Exercise details. Below you will find a set of lines. Repeat them all exactly.

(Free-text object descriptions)
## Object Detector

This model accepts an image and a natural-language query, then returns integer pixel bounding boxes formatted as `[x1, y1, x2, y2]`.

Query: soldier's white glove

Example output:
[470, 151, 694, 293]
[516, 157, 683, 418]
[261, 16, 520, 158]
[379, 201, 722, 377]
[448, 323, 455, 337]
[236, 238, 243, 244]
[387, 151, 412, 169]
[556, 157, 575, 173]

Response to this exercise.
## Object Detector

This model accepts an image and a natural-language query, then returns integer pixel bounding boxes formatted as `[x1, y1, x2, y2]`.

Query: soldier's white glove

Example output:
[470, 151, 694, 293]
[516, 157, 683, 418]
[261, 16, 520, 158]
[379, 201, 722, 377]
[448, 323, 455, 337]
[236, 238, 243, 244]
[387, 151, 412, 169]
[556, 157, 575, 173]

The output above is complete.